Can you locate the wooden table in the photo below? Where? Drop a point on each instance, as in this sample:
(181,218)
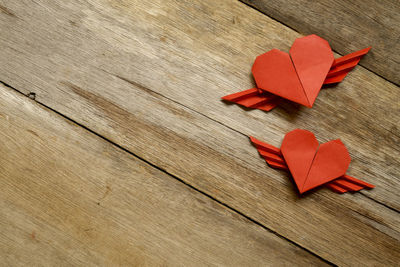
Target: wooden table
(116,149)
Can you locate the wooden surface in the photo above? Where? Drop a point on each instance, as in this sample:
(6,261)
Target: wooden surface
(74,198)
(149,76)
(348,25)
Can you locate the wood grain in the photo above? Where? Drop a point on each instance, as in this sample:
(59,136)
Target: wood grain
(348,26)
(71,198)
(148,76)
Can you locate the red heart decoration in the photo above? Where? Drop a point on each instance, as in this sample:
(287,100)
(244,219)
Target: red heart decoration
(312,165)
(298,76)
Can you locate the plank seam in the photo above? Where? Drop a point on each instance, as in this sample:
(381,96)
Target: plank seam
(284,24)
(140,86)
(171,175)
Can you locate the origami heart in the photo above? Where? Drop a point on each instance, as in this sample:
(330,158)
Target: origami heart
(297,76)
(312,165)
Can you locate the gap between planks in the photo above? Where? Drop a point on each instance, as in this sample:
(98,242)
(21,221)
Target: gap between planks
(30,94)
(293,29)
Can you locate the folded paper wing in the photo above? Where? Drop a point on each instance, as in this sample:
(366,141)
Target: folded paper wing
(297,76)
(273,156)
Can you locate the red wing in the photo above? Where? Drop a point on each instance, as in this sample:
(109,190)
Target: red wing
(343,65)
(273,157)
(253,98)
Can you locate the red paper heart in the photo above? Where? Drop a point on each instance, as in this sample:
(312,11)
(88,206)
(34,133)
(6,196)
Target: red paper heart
(298,76)
(310,165)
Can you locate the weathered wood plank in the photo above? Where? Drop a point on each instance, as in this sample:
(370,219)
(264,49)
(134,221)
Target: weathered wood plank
(108,65)
(348,25)
(69,197)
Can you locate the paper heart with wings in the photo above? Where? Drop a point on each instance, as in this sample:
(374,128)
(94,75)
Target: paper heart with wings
(297,76)
(311,164)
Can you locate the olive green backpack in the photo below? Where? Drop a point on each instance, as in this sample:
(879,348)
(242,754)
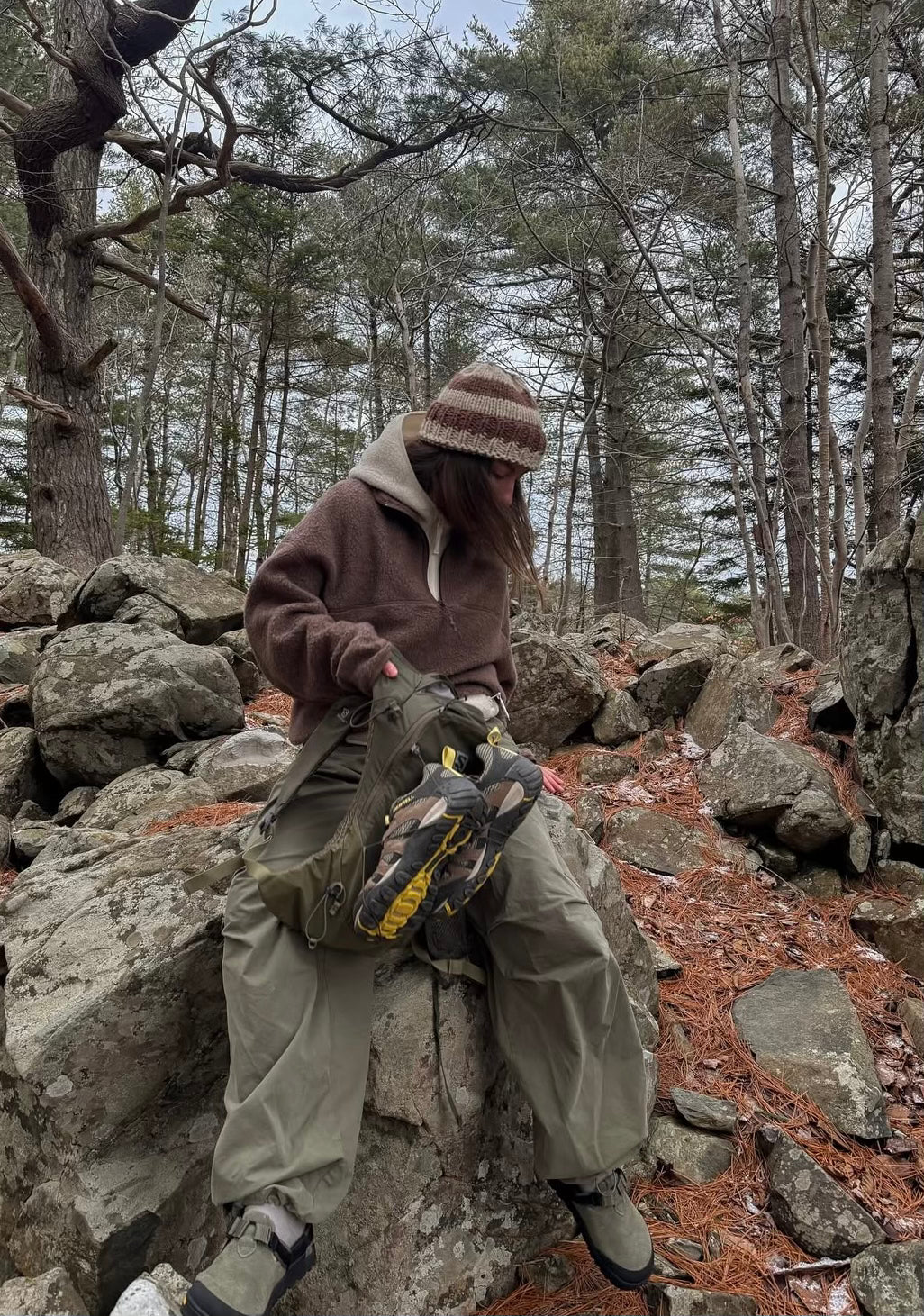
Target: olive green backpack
(411,720)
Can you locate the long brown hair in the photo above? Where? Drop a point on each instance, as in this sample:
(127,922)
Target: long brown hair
(459,485)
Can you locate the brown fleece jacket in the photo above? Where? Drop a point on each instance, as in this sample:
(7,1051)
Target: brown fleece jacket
(350,582)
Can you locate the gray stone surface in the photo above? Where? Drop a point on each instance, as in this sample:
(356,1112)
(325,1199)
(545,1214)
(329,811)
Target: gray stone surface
(757,781)
(108,698)
(51,1293)
(667,688)
(655,841)
(19,653)
(670,1301)
(882,665)
(810,1206)
(619,720)
(692,1155)
(33,590)
(706,1112)
(889,1279)
(142,796)
(895,930)
(204,604)
(245,767)
(559,688)
(803,1030)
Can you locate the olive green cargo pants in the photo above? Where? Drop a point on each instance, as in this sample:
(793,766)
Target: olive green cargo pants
(299,1022)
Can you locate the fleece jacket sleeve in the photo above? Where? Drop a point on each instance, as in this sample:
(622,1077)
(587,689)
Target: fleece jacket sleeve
(296,642)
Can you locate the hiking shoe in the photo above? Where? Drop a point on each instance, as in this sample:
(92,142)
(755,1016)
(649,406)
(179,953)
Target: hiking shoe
(424,830)
(612,1227)
(511,785)
(251,1272)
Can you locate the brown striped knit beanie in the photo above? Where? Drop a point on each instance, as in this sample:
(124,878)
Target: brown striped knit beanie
(486,411)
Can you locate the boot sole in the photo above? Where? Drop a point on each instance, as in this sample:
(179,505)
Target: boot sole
(200,1302)
(618,1275)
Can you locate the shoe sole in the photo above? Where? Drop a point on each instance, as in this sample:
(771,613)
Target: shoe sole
(618,1275)
(499,830)
(399,902)
(200,1302)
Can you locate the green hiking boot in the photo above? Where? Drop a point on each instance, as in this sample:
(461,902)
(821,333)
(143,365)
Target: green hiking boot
(612,1227)
(251,1272)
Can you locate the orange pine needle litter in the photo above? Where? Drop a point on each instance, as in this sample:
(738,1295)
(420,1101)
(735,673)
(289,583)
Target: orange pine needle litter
(729,932)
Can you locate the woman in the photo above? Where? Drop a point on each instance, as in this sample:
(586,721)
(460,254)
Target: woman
(412,553)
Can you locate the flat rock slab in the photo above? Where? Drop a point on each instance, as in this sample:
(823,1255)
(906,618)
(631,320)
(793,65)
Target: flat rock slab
(692,1155)
(889,1279)
(655,841)
(895,930)
(670,1301)
(803,1030)
(706,1112)
(810,1206)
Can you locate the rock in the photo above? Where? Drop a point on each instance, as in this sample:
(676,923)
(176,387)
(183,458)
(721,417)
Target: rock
(818,882)
(599,881)
(740,693)
(655,841)
(559,688)
(33,590)
(619,720)
(19,653)
(829,711)
(22,773)
(108,698)
(589,815)
(882,666)
(76,803)
(670,1301)
(911,1012)
(675,640)
(244,664)
(903,876)
(245,767)
(895,930)
(803,1030)
(706,1112)
(51,1293)
(667,688)
(810,1206)
(889,1278)
(144,610)
(778,858)
(205,605)
(693,1156)
(604,767)
(142,796)
(756,781)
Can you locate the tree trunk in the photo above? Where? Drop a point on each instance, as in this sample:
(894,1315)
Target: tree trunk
(886,500)
(798,511)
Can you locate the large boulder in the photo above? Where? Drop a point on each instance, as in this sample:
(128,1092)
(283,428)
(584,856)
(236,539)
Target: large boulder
(204,604)
(810,1206)
(113,1061)
(108,698)
(558,688)
(803,1030)
(756,781)
(33,590)
(667,688)
(741,691)
(882,668)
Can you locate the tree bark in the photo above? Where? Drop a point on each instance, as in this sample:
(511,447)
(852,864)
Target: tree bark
(886,500)
(802,561)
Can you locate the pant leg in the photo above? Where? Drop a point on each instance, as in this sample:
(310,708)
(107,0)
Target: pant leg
(299,1030)
(559,1010)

▸ EXERCISE
Repeat the material above in full and unchanged, minus its images.

▸ EXPECTED ANSWER
Can you locate the wooden table in the photo below? Where? Drop a point on each instance, as in this sample:
(181,218)
Target: wooden table
(116,149)
Can you locate the wooden surface in the photo above? Where? Drop a point on each instance, as in this sample:
(6,261)
Target: wooden surface
(74,198)
(149,76)
(348,25)
Can you locate the wood grain in the photo above? Where? Drop a point on each instance, as in this sample:
(59,136)
Target: wood grain
(348,26)
(71,198)
(148,76)
Can you locate the red heart decoration in the photo above? Where? Drop a point on each instance, as in this sample:
(287,100)
(244,219)
Target: red heart decoration
(312,165)
(298,76)
Can you locate the plank seam in the photo above? Where? Drop a point on each instance, as in this sample:
(381,96)
Target: plank seam
(284,24)
(140,86)
(171,175)
Can you locate the origami heart in the photo above? Where? Drop a point on each instance, as in this sample:
(330,158)
Target: origami heart
(297,76)
(312,165)
Can you locate the gap between planks in the photo above? Where? Drop a point on each instance, as in this sample:
(98,242)
(21,221)
Target: gap between planks
(30,94)
(293,29)
Can you locate the folded paper wing in the photo above? Where? Drop a point on each instance, as in this sample:
(366,141)
Target: folded paper wing
(297,76)
(273,156)
Can you locate the red wing in the photo above? Where? Drop a point on each instance, as in this sample:
(109,190)
Target: red wing
(343,65)
(273,157)
(253,98)
Can you locate the red paper heart in the photo above? Where? Drop a point on each instance, as in this sample:
(312,11)
(88,206)
(34,133)
(6,196)
Target: red paper heart
(298,76)
(310,165)
Can you locate the weathered wood plank in the photo above? Where? Drop a point on each instance, as in this sample:
(370,219)
(264,49)
(134,221)
Target: weathered wood plank
(108,65)
(348,25)
(69,197)
Can you locate the paper heart with wings in the photo above? Where? Drop a point on each instance, as in this sample:
(374,128)
(94,75)
Target: paper heart with wings
(297,76)
(311,164)
Can you locate the olive green backpack in the photo below? Where? Drop a point on each instance, as in this sample:
(879,348)
(242,754)
Target: olive green backpack
(411,720)
Can you locate the long brown hair in the photo above? Where? Drop a point on each instance, as in this sample:
(127,922)
Target: long brown hair
(459,485)
Can you locate the brown fleece jacket in the photo above? Where? Drop a point on each instance, as in this sample:
(7,1051)
Target: brown fleece jacket
(350,582)
Can you locate the gray stone surface in the photo above? Where? Drop a point on each instance, as in this sample:
(356,1112)
(325,1199)
(545,1214)
(329,811)
Target: gray stone surface
(757,781)
(108,698)
(51,1293)
(667,688)
(655,841)
(19,653)
(670,1301)
(882,665)
(810,1206)
(619,720)
(692,1155)
(33,590)
(706,1112)
(889,1279)
(142,796)
(895,930)
(204,604)
(245,767)
(559,688)
(803,1030)
Can you locate the olive green cargo pants in the photo above? Where? Drop a point on each instance, as in this sample:
(793,766)
Target: olive green cargo pants
(299,1022)
Can you locate the fleece jacket sleeve in the photo above? Where? Drop a point on each instance, as in this sample:
(622,1077)
(587,689)
Target: fleece jacket sleeve
(296,642)
Can you locate the hiking shoe in the photo above? Where? Drop a point on each instance, as in this sample:
(92,142)
(755,1016)
(649,406)
(179,953)
Target: hiking shoe
(424,830)
(612,1227)
(511,785)
(251,1272)
Can you locate the brown striped knit beanie in the photo above? Where? Drop a point on each instance, as in this sample:
(124,878)
Target: brown striped knit beanie
(486,411)
Can you locate the boot sole in the photo above? Where? Drop a point on each instance, as in this sample:
(179,505)
Target: boot sole
(200,1302)
(618,1275)
Can you locate the shoe sole in the photo above? Where? Drop a point on each instance, as in this sample:
(771,613)
Target: shoe sole
(618,1275)
(499,830)
(399,902)
(200,1302)
Can you locate the green hiking boot in the photo above? Where? Drop a point on each instance, as in this sample:
(461,902)
(821,333)
(143,365)
Target: green hiking boot
(612,1227)
(251,1272)
Can you locate the orange pine needle litter in the photo above? Where? Drop a point on each instance, as in this sample:
(738,1295)
(420,1101)
(735,673)
(289,583)
Target: orange pine needle litter
(729,932)
Can you locate the woman in the photo above? Where? Drop a point on each instance, as in this sample:
(586,721)
(460,254)
Target: woman
(412,553)
Can you locate the flat rock slab in the photo above? Where? Drop a point on each instance, as in this sample:
(823,1255)
(906,618)
(631,320)
(793,65)
Target: flat rock slab
(692,1155)
(889,1279)
(655,841)
(895,930)
(670,1301)
(803,1030)
(706,1112)
(810,1206)
Can you locate the rock in the photo above? Where? Drop a point on each instance, as in this sample:
(676,923)
(176,387)
(183,458)
(721,417)
Target: rock
(818,882)
(599,881)
(740,693)
(655,841)
(559,688)
(33,590)
(619,720)
(19,653)
(829,711)
(22,773)
(108,698)
(589,815)
(882,666)
(76,803)
(670,1301)
(911,1012)
(675,640)
(244,664)
(903,876)
(245,767)
(895,930)
(803,1030)
(706,1112)
(51,1293)
(667,688)
(810,1206)
(889,1278)
(144,610)
(778,858)
(205,605)
(693,1156)
(604,767)
(142,796)
(756,781)
Can you locate the tree trunk in the photo above? Where? Drop a point on each instance, as in this sample:
(894,1315)
Target: tree trunk
(886,500)
(798,511)
Can you locate the large boulder in the photo above? Where? Drop a point on each instance, as in this sample:
(128,1092)
(283,428)
(584,856)
(236,539)
Target: large boulder
(204,604)
(810,1206)
(113,1061)
(108,698)
(558,688)
(803,1030)
(756,781)
(33,590)
(667,688)
(741,691)
(882,668)
Can you locate the tree bark in the photo above? Where? Drop a point on each instance, as in this sample:
(511,447)
(852,864)
Target: tree bark
(886,500)
(802,561)
Can you locate the pant leg in the photo above? Where? Drop a point on each instance, as in this sample:
(310,708)
(107,0)
Target: pant leg
(299,1030)
(559,1010)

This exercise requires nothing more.